The problem => Within the listing below, please copy exactly the lines between the line holding "box: [622, 403, 728, 434]" and the line holding "positive clicks: (931, 935) (902, 917)", inclusive.

Source data =>
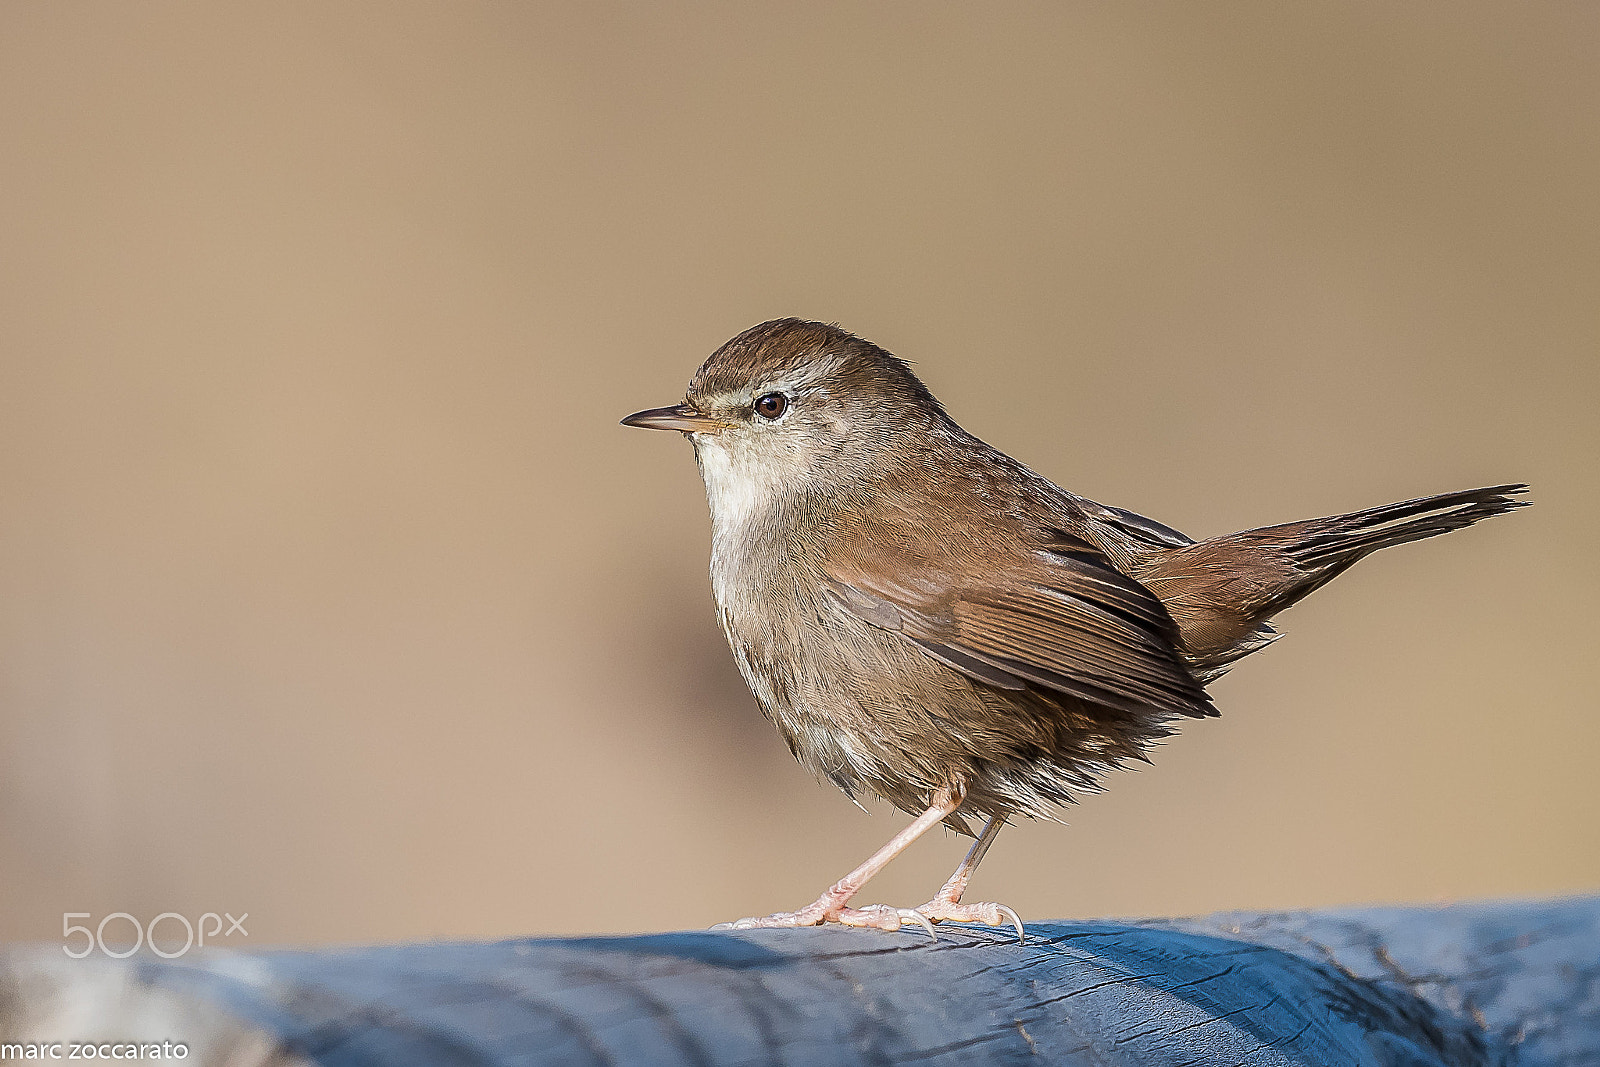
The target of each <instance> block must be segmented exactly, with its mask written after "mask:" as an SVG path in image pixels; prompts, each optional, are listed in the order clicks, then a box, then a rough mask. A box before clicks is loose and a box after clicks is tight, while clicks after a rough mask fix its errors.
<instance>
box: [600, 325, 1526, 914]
mask: <svg viewBox="0 0 1600 1067" xmlns="http://www.w3.org/2000/svg"><path fill="white" fill-rule="evenodd" d="M622 424H624V426H640V427H646V429H658V430H680V432H683V434H685V435H686V437H688V438H690V442H691V443H693V445H694V458H696V461H698V462H699V469H701V477H702V478H704V480H706V494H707V498H709V501H710V514H712V555H710V576H712V590H714V593H715V598H717V608H718V614H720V619H722V627H723V632H725V633H726V635H728V643H730V645H731V646H733V656H734V659H736V661H738V664H739V670H741V672H742V673H744V678H746V681H749V685H750V689H754V693H755V696H757V699H758V701H760V704H762V707H763V709H765V712H766V715H768V717H770V718H771V720H773V723H776V725H778V729H779V733H782V736H784V741H787V742H789V749H790V750H792V752H794V755H795V758H798V760H800V763H803V765H805V766H808V768H810V769H811V771H814V773H816V774H819V776H824V777H827V779H830V781H832V782H834V784H837V785H838V787H840V789H843V790H845V792H846V793H850V795H851V797H854V795H858V793H861V792H874V793H877V795H880V797H883V798H886V800H888V801H890V803H893V805H894V806H896V808H901V809H902V811H907V813H910V814H915V816H917V817H915V821H914V822H912V824H910V825H909V827H907V829H906V830H902V832H901V833H898V835H896V837H894V840H891V841H890V843H888V845H885V846H883V848H882V849H878V853H875V854H874V856H872V857H870V859H867V861H866V862H864V864H862V865H861V867H858V869H856V870H853V872H850V873H848V875H845V877H843V878H842V880H840V881H838V883H835V885H834V886H832V888H829V889H827V891H826V893H822V896H821V897H818V899H816V901H814V902H813V904H810V905H806V907H803V909H800V910H797V912H781V913H776V915H768V917H762V918H742V920H739V921H738V923H733V926H736V928H741V929H742V928H750V926H811V925H818V923H827V921H837V923H845V925H850V926H877V928H882V929H899V928H901V925H902V923H910V921H914V923H920V925H922V926H925V928H926V929H928V933H933V926H931V923H936V921H942V920H954V921H978V923H989V925H1002V923H1003V921H1010V923H1013V925H1014V926H1016V929H1018V936H1022V923H1021V920H1019V918H1018V917H1016V912H1013V910H1011V909H1008V907H1003V905H1000V904H963V902H962V894H963V893H965V889H966V883H968V880H970V878H971V875H973V870H974V869H976V867H978V864H979V861H981V859H982V857H984V853H986V851H987V849H989V846H990V845H992V843H994V840H995V835H997V833H998V832H1000V827H1003V825H1005V822H1006V819H1008V817H1011V816H1014V814H1022V816H1030V817H1040V816H1043V817H1050V814H1051V811H1053V809H1054V808H1056V806H1058V805H1064V803H1069V801H1070V800H1072V797H1074V793H1077V792H1083V790H1093V789H1096V782H1098V779H1099V776H1101V774H1104V773H1106V771H1107V769H1110V768H1114V766H1118V765H1122V763H1123V761H1126V760H1130V758H1142V755H1144V750H1146V749H1147V747H1149V745H1150V742H1154V741H1157V739H1158V737H1163V736H1166V734H1170V733H1171V731H1173V721H1174V720H1178V718H1182V717H1194V718H1202V717H1206V715H1216V713H1218V712H1216V709H1214V707H1213V704H1211V697H1210V696H1208V694H1206V691H1205V686H1206V683H1210V681H1211V680H1214V678H1216V677H1218V675H1221V673H1222V672H1226V670H1227V669H1229V667H1230V665H1232V664H1234V662H1235V661H1238V659H1240V657H1243V656H1248V654H1250V653H1254V651H1258V649H1261V648H1264V646H1267V645H1269V643H1272V641H1274V640H1277V637H1278V633H1277V630H1274V629H1272V625H1269V619H1270V617H1272V616H1274V614H1277V613H1278V611H1282V609H1285V608H1288V606H1290V605H1293V603H1294V601H1298V600H1299V598H1301V597H1304V595H1306V593H1309V592H1312V590H1314V589H1318V587H1320V585H1323V584H1325V582H1326V581H1330V579H1331V577H1334V576H1338V574H1339V573H1341V571H1344V568H1347V566H1350V565H1352V563H1355V561H1357V560H1360V558H1362V557H1365V555H1366V553H1370V552H1376V550H1378V549H1386V547H1389V545H1395V544H1405V542H1406V541H1418V539H1421V537H1432V536H1434V534H1442V533H1448V531H1451V530H1461V528H1462V526H1469V525H1472V523H1475V522H1478V520H1480V518H1488V517H1490V515H1499V514H1502V512H1509V510H1512V509H1514V507H1522V506H1523V504H1525V501H1517V499H1514V496H1515V494H1518V493H1523V491H1525V490H1526V486H1525V485H1498V486H1491V488H1485V490H1467V491H1464V493H1446V494H1442V496H1429V498H1421V499H1414V501H1405V502H1402V504H1387V506H1384V507H1373V509H1370V510H1365V512H1352V514H1349V515H1333V517H1330V518H1310V520H1306V522H1298V523H1286V525H1283V526H1266V528H1261V530H1248V531H1245V533H1237V534H1229V536H1224V537H1211V539H1210V541H1192V539H1190V537H1186V536H1184V534H1181V533H1178V531H1176V530H1171V528H1168V526H1163V525H1160V523H1157V522H1152V520H1149V518H1144V517H1141V515H1134V514H1133V512H1125V510H1122V509H1117V507H1107V506H1104V504H1096V502H1094V501H1088V499H1083V498H1082V496H1075V494H1072V493H1067V491H1066V490H1062V488H1059V486H1056V485H1053V483H1050V482H1046V480H1045V478H1042V477H1040V475H1037V474H1034V472H1032V470H1029V469H1027V467H1024V466H1022V464H1019V462H1016V461H1014V459H1011V458H1010V456H1006V454H1003V453H998V451H995V450H994V448H990V446H989V445H984V443H982V442H981V440H978V438H976V437H973V435H971V434H968V432H966V430H963V429H962V427H960V426H957V424H955V422H954V421H952V419H950V416H947V414H946V413H944V406H942V405H941V403H939V402H938V400H934V397H933V394H930V392H928V389H926V387H925V386H923V384H922V381H918V379H917V376H915V374H912V371H910V370H909V368H907V366H906V365H904V363H902V362H899V360H898V358H894V357H893V355H890V354H888V352H885V350H883V349H880V347H877V346H874V344H870V342H867V341H864V339H861V338H856V336H853V334H850V333H845V331H843V330H838V328H837V326H829V325H822V323H814V322H802V320H797V318H779V320H774V322H768V323H762V325H760V326H754V328H750V330H746V331H744V333H741V334H739V336H738V338H734V339H733V341H730V342H728V344H725V346H722V347H720V349H718V350H717V352H714V354H712V357H710V358H709V360H706V363H704V365H702V366H701V368H699V371H698V373H696V374H694V379H693V381H691V382H690V387H688V397H686V400H685V402H683V403H680V405H675V406H670V408H656V410H651V411H638V413H635V414H630V416H627V418H626V419H622ZM965 816H978V817H981V819H984V821H986V822H984V825H982V829H981V830H979V832H978V833H976V841H974V845H973V848H971V851H970V853H968V854H966V859H965V861H962V865H960V867H958V869H957V870H955V873H954V875H952V877H950V880H949V881H946V885H944V886H942V888H941V889H939V891H938V893H936V894H934V896H933V899H931V901H928V902H926V904H923V905H920V907H915V909H894V907H885V905H872V907H864V909H853V907H848V902H850V899H851V897H853V896H854V894H856V893H858V891H859V889H861V886H862V885H864V883H866V881H867V880H869V878H870V877H872V875H875V873H877V872H878V870H882V869H883V867H885V865H886V864H888V862H890V861H891V859H893V857H894V856H896V854H899V853H901V851H904V848H906V846H907V845H910V843H912V841H914V840H917V838H918V837H920V835H922V833H925V832H926V830H928V829H931V827H933V825H936V824H939V822H946V824H949V825H950V827H954V829H957V830H960V832H963V833H968V835H971V830H970V829H968V822H966V819H965Z"/></svg>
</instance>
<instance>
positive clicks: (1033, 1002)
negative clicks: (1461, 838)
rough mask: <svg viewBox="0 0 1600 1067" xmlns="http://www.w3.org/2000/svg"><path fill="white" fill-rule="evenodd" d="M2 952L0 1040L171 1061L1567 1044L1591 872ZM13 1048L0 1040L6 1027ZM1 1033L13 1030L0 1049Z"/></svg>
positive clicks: (1577, 1005)
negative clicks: (1319, 895) (307, 950)
mask: <svg viewBox="0 0 1600 1067" xmlns="http://www.w3.org/2000/svg"><path fill="white" fill-rule="evenodd" d="M942 934H944V936H942V939H941V941H938V942H931V941H930V939H928V937H926V936H925V934H922V933H920V931H902V933H896V934H885V933H878V931H859V929H802V931H742V933H726V931H717V933H683V934H651V936H640V937H582V939H544V941H509V942H498V944H419V945H397V947H384V949H342V950H317V952H258V953H235V952H208V953H205V955H190V957H186V958H182V960H173V961H162V960H157V958H138V960H126V961H112V960H82V961H74V960H64V958H62V953H61V950H59V947H40V949H19V950H13V952H10V953H8V955H6V957H5V961H3V965H0V1038H3V1041H8V1043H16V1045H22V1043H29V1041H34V1043H46V1041H75V1040H77V1041H88V1040H96V1041H117V1040H123V1041H144V1040H163V1038H165V1040H171V1041H184V1043H186V1048H187V1051H189V1053H190V1054H189V1059H190V1061H192V1062H208V1064H210V1062H216V1064H221V1062H227V1064H230V1065H234V1067H243V1065H245V1064H296V1062H315V1064H338V1065H350V1067H354V1065H357V1064H360V1065H366V1064H384V1065H410V1064H418V1065H424V1064H426V1065H448V1064H910V1062H915V1064H1096V1065H1109V1064H1171V1065H1174V1067H1176V1065H1179V1064H1187V1065H1194V1067H1198V1065H1203V1064H1307V1065H1310V1064H1315V1065H1318V1067H1331V1065H1339V1064H1408V1065H1424V1064H1453V1065H1469V1064H1474V1065H1475V1064H1520V1065H1541V1064H1552V1065H1554V1064H1587V1062H1600V897H1581V899H1566V901H1549V902H1502V904H1475V905H1454V907H1437V909H1421V907H1413V909H1365V910H1349V912H1315V913H1277V915H1259V913H1238V915H1216V917H1211V918H1203V920H1166V921H1133V923H1122V921H1061V923H1030V925H1029V939H1027V944H1026V945H1018V944H1016V939H1014V936H1006V934H1002V933H998V931H989V929H944V931H942ZM3 1051H10V1049H3ZM13 1056H14V1053H13Z"/></svg>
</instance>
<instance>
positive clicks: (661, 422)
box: [622, 403, 728, 434]
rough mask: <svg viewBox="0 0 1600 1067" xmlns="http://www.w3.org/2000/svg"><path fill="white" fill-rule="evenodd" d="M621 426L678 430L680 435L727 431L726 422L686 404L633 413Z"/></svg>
mask: <svg viewBox="0 0 1600 1067" xmlns="http://www.w3.org/2000/svg"><path fill="white" fill-rule="evenodd" d="M622 426H638V427H643V429H646V430H678V432H682V434H715V432H717V430H725V429H728V424H726V422H722V421H720V419H714V418H710V416H709V414H702V413H701V411H696V410H694V408H691V406H690V405H686V403H680V405H674V406H670V408H651V410H650V411H635V413H634V414H630V416H627V418H626V419H622Z"/></svg>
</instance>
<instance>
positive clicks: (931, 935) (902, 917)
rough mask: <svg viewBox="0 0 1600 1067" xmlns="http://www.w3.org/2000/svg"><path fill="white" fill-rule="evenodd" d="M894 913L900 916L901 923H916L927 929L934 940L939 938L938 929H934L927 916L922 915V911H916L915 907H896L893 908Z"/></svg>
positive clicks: (924, 915)
mask: <svg viewBox="0 0 1600 1067" xmlns="http://www.w3.org/2000/svg"><path fill="white" fill-rule="evenodd" d="M894 913H896V915H899V917H901V921H902V923H917V925H918V926H922V928H923V929H926V931H928V936H930V937H933V939H934V941H938V939H939V931H938V929H934V926H933V923H931V921H930V920H928V917H926V915H923V913H922V912H918V910H917V909H914V907H898V909H894Z"/></svg>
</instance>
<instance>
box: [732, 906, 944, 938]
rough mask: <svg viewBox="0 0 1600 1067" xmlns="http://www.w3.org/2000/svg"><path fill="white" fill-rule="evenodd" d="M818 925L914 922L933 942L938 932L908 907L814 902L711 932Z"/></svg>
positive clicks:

Task answer =>
box: [622, 403, 728, 434]
rough mask: <svg viewBox="0 0 1600 1067" xmlns="http://www.w3.org/2000/svg"><path fill="white" fill-rule="evenodd" d="M621 426L678 430L680 435L727 431L726 422L686 404L633 413Z"/></svg>
mask: <svg viewBox="0 0 1600 1067" xmlns="http://www.w3.org/2000/svg"><path fill="white" fill-rule="evenodd" d="M622 426H638V427H643V429H646V430H678V432H682V434H715V432H717V430H725V429H728V424H726V422H722V421H720V419H714V418H710V416H709V414H702V413H701V411H696V410H694V408H691V406H690V405H686V403H680V405H674V406H670V408H651V410H650V411H635V413H634V414H630V416H627V418H626V419H622Z"/></svg>
</instance>
<instance>
positive clicks: (931, 935) (902, 917)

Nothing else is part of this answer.